╭─ Texte fourni

Qu’il soit acteur (dans La Folle histoire d’amour de Simon Eskenazy), réalisateur ou écrivain, l’éternel jeune homme garde le plaisir et la curiosité pour guides.

On l’a retrouvé avec bonheur dans le rôle de Simon Eskenazy, héros naguère de L’Homme est une femme comme les autres et dont les aventures sentimentales prennent une tournure nouvelle avec l’apparition d’un jeune travesti arabe… Dans ce rôle de gay tout sauf triste, Antoine de Caunes trouve les accents justes, devant la caméra d’un réalisateur qui a fait de lui son alter ego de fiction.  » Jean-Jacques (Zilbermann, ndlr) trouve l’inspiration de ses films dans sa propre vie, explique le comédien, donc quand je joue Simon, je joue son double, son double fantasmé. J’ai devant moi la source directe du personnage. Pas au sens littéral et physique (alors il aurait pris Dustin Hoffman!) mais à travers le filtre de la fiction. Jean-Jacques ne raconte pas toute sa vie au cinéma (si vous saviez!), mais il en fait le matériau, comme – toutes proportions gardées – le faisait Truffaut avec Antoine Doinel, son alter ego joué par Jean-Pierre Léaud… C’est pour moi une expérience troublante, inhabituelle, et très plaisante. »

╰─

> [Objectifs]:
(1) D'après le texte sur Antoine de Caunes, de quel film Simon Eskenazy était-il déjà le héros ?
(2) Selon le texte sur Antoine de Caunes, pourquoi l'acteur dit-il qu'en jouant Simon, il joue le double de Jean-Jacques Zilbermann ?
(3) Prolongez le texte sur Antoine de Caunes après sa dernière phrase.

╭─ Extrait des données

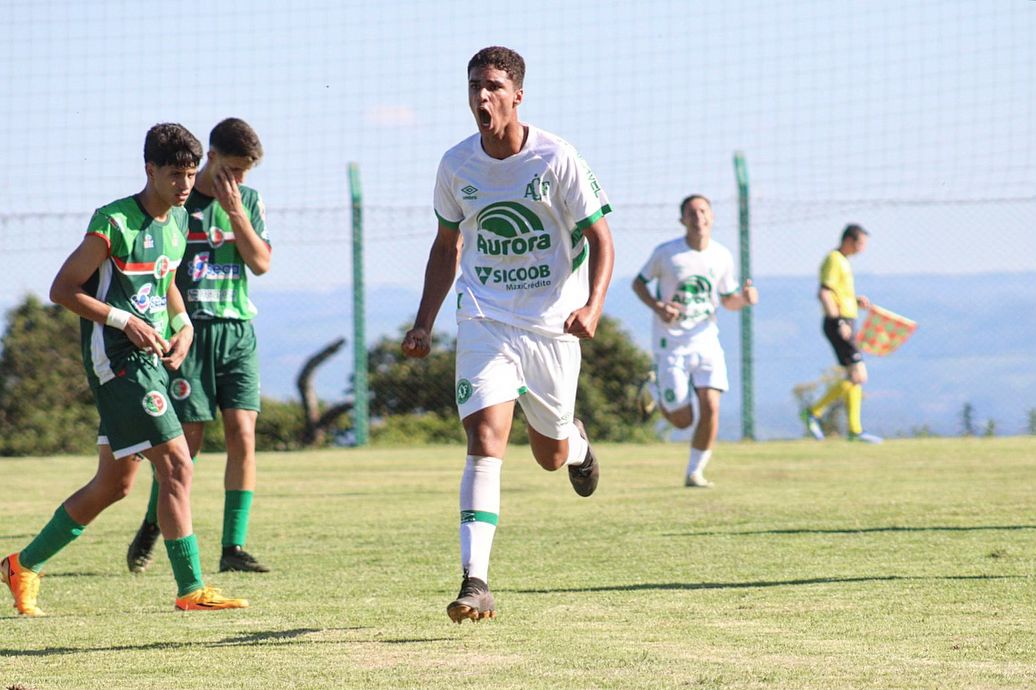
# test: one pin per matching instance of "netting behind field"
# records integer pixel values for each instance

╰─

> [Résultats]:
(1) De L'Homme est une femme comme les autres.

(2) Parce que Jean-Jacques Zilbermann puise l'inspiration de ses films dans sa propre vie. Simon est donc son double fantasmé, vu à travers le filtre de la fiction.

(3)
Un des aspects les plus sympathiques de l’inégale Folle histoire d’amour de Simon Eskenazy (voir notre critique dans le Focus du 4 décembre) est le cran qu’il a de présenter une love story entre un homosexuel juif et un travesti musulman, faisant du film, entre autres choses, un hymne au métissage. Et ce à une époque où montent le communautarisme et le raidissement identitaire.  » C’est un film d’amour, avant toute chose, commente de Caunes , mais ce n’est pas pour rien qu’il appelle, modestement, au métissage, au grand et libre mélange, qui est à mes yeux le seul avenir possible. Je crois à la mixité, au « melting pot » comme disent les Américains. Mais en France, on est en plein débat à la con sur l’identité nationale. Evidemment, les élections approchent, et il faut rameuter l’électorat d’extrême-droite pour qu’il ne retombe pas dans les filets du Front National… Mais la man£uvre est tellement grossière, le propos tellement déplacé, et remuant des trucs tellement nauséabonds, que cela m’évoque Vichy. Je déteste de manière instinctive, épidermique, ces tentatives de diviser la population en termes d’identités inconciliables. Ceci dit, je n’ai pas joué dans le film pour des raisons militantes. J’estime que ce n’est pas le rôle du cinéma. »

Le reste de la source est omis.